*TEXT SEGMENT*
----

A step in Kilifi’s cold chain, Kenya. Credit: Gavi/2014/Duncan Graham-Rowe.
When vaccines arrive in a developing country, their safe consignment to clinics and outreach centres – some of which are located in extremely remote areas – lies in the hands of a few dedicated health care workers. Specialised supply chain management training is rarely offered to staff responsible for the safe keeping and delivery of vaccines – that is until global logistics leader, United Parcel Service (UPS), offered a course at the recently opened Regional Centre of Excellence for Vaccines, Immunisation and Health Supply Chain Management in Kigali.
“While hardware, infrastructure and technology are important, the successful implementation and management of the supply chain relies on strong managers,” says Kevin Etter, a UPS logistics executive. “Developing dedicated and competent leaders and skilled, motivated and empowered personnel at all levels of the health system is critical.”
After introducing more than 100 new vaccines in the past five years, Africa’s supply chains are stretched to maximum capacity. Distribution managers – from large central depots and small local warehouses alike – need higher levels of expertise to hone their skills. Gavi’s partnership with UPS was set up in 2014 with the express purpose of drawing on the company’s 100 years of experience in logistics to help improve the efficiency of developing countries’ vaccine supply chains. “UPS has a long history of innovative management development programmes and we are honoured to share some of our best practices with Gavi,” says Etter.
Developing dedicated and competent leaders and skilled, motivated and empowered personnel at all levels of the health system is critical.

----

*MATERIAL SHOWN*
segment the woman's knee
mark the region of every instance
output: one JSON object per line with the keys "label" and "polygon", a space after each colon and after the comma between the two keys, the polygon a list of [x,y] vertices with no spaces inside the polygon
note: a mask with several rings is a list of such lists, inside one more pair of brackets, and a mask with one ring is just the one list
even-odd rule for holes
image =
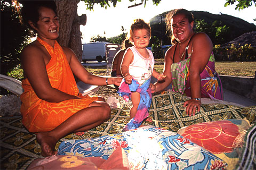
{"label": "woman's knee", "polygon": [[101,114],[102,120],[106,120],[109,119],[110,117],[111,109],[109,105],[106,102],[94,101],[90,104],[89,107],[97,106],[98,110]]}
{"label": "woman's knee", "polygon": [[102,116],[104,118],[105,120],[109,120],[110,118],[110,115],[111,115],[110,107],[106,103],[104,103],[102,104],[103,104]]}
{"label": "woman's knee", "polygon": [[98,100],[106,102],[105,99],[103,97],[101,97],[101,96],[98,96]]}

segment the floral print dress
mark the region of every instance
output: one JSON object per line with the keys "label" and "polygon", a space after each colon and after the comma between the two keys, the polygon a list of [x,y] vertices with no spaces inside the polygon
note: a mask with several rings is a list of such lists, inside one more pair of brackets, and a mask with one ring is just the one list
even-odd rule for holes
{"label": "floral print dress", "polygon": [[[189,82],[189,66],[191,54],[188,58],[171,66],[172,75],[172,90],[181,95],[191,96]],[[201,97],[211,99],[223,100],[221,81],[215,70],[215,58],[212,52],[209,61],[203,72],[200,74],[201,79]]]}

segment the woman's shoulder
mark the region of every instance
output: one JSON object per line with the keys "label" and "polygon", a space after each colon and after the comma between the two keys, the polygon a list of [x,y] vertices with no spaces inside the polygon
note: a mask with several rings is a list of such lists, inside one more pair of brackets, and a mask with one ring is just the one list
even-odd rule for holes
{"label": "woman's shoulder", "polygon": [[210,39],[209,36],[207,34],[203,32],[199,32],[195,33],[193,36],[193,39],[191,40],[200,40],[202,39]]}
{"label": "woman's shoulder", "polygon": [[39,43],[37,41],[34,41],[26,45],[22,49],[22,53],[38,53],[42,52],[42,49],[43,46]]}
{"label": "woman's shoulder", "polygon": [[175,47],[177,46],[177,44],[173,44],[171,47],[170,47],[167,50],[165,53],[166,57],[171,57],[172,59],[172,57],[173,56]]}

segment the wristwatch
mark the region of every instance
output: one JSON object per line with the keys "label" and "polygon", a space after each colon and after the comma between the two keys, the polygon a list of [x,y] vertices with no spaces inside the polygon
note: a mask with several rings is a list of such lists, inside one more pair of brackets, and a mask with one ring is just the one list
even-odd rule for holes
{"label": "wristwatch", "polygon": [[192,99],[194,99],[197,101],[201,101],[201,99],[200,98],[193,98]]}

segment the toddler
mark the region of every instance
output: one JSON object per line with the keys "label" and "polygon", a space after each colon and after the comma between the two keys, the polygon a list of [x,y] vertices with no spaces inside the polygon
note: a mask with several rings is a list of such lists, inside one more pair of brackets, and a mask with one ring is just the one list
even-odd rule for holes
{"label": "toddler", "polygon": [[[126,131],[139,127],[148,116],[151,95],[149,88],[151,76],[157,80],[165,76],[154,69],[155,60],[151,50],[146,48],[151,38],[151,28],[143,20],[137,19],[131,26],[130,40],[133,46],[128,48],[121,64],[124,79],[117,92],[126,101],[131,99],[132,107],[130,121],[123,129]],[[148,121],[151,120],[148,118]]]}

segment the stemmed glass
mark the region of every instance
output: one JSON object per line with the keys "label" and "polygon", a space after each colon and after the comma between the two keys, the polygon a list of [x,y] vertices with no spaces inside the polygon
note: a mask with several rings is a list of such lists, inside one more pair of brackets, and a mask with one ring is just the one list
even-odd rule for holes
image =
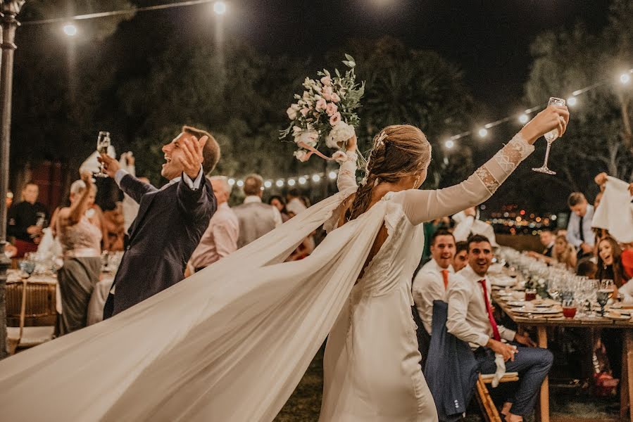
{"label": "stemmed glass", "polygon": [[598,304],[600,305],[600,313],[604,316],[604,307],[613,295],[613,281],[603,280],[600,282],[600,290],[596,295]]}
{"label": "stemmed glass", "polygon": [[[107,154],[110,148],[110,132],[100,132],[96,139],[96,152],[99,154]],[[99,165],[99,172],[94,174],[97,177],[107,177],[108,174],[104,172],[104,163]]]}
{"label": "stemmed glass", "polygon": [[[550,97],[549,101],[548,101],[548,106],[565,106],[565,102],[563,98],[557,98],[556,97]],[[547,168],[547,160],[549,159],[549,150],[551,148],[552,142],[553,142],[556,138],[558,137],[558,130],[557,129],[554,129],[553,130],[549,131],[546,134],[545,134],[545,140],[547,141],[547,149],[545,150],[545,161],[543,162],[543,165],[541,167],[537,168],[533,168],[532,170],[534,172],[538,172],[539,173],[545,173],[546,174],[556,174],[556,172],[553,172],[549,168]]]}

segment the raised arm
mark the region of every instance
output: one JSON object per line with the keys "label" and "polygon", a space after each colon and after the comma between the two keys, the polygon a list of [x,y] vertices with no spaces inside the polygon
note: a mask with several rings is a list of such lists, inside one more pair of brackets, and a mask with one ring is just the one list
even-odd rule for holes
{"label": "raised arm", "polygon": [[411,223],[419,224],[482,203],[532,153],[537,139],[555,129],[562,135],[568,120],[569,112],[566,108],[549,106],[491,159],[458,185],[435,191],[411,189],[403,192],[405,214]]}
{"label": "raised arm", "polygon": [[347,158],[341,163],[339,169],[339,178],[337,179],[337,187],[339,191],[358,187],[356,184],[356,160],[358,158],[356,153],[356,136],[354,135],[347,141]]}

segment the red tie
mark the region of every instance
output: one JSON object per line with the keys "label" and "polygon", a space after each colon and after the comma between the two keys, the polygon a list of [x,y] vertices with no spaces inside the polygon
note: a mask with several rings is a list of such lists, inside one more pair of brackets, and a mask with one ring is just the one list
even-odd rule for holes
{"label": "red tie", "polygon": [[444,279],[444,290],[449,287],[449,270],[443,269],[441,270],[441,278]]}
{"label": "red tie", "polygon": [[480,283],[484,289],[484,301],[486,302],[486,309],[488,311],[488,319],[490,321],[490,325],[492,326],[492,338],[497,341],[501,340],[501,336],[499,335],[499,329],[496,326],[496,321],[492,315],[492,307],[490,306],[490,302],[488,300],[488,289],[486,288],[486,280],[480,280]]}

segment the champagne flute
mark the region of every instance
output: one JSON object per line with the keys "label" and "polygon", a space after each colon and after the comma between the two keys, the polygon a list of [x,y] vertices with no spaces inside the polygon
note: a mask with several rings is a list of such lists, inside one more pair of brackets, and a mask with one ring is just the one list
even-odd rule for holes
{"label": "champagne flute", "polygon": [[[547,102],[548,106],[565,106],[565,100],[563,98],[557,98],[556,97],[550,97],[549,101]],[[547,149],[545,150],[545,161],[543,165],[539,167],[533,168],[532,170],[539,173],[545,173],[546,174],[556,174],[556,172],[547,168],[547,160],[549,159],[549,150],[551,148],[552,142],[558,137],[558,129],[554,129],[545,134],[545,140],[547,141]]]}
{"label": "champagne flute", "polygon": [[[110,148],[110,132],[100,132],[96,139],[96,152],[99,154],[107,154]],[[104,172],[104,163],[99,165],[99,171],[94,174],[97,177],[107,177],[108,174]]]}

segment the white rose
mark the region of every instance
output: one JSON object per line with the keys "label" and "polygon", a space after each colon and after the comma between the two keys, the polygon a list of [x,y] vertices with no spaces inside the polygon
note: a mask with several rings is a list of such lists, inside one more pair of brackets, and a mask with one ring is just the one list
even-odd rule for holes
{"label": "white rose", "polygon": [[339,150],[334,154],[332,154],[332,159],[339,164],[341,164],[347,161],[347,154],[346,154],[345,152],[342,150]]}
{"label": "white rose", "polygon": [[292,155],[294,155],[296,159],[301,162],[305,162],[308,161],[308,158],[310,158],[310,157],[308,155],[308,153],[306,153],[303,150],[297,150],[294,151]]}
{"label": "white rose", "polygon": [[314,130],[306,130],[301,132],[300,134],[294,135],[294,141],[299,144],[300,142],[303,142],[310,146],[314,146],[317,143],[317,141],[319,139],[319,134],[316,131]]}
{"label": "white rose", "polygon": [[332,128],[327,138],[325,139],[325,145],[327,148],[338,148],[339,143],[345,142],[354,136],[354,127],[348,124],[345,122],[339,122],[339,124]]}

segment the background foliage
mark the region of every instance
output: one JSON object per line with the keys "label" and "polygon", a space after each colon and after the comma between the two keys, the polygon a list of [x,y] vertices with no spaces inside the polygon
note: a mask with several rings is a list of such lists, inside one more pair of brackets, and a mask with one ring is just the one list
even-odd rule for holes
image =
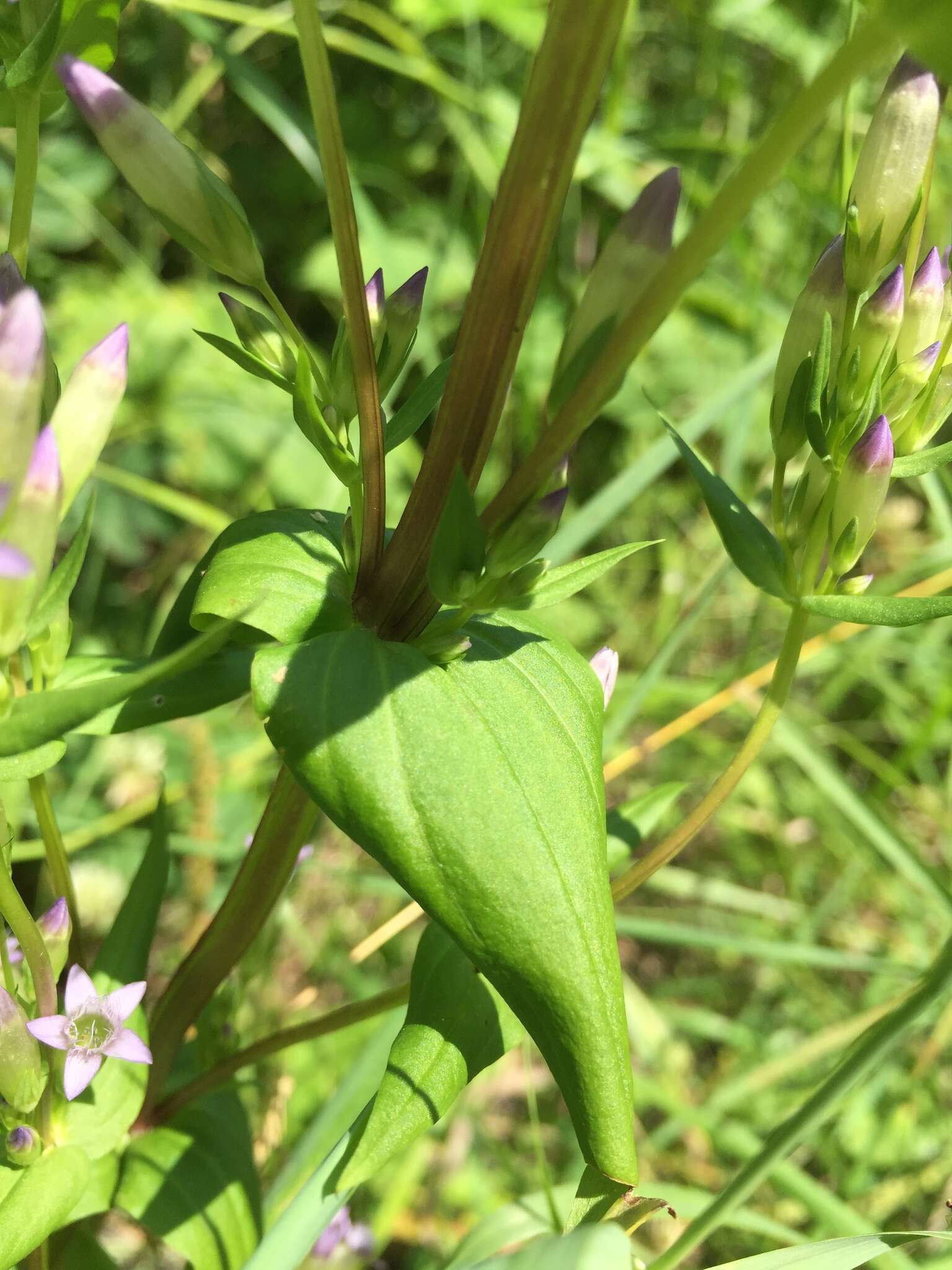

----

*EXERCISE TASKS*
A: Translate into Spanish this sentence from the passage on vaccine supply chain training: "Distribution managers – from large central depots and small local warehouses alike – need higher levels of expertise to hone their skills."
B: Copy word for word the part of the passage on vaccine supply chain training starting with "A step in Kilifi’s" and going on through "Management in Kigali.".
C: According to the passage on vaccine supply chain training, in what year was Gavi's partnership with UPS set up?

*ANSWERS TO EACH TASK*
A: Los responsables de distribución –tanto de grandes depósitos centrales como de pequeños almacenes locales– necesitan mayores niveles de especialización para perfeccionar sus habilidades.

B:
A step in Kilifi’s cold chain, Kenya. Credit: Gavi/2014/Duncan Graham-Rowe.
When vaccines arrive in a developing country, their safe consignment to clinics and outreach centres – some of which are located in extremely remote areas – lies in the hands of a few dedicated health care workers. Specialised supply chain management training is rarely offered to staff responsible for the safe keeping and delivery of vaccines – that is until global logistics leader, United Parcel Service (UPS), offered a course at the recently opened Regional Centre of Excellence for Vaccines, Immunisation and Health Supply Chain Management in Kigali.

C: It was set up in 2014.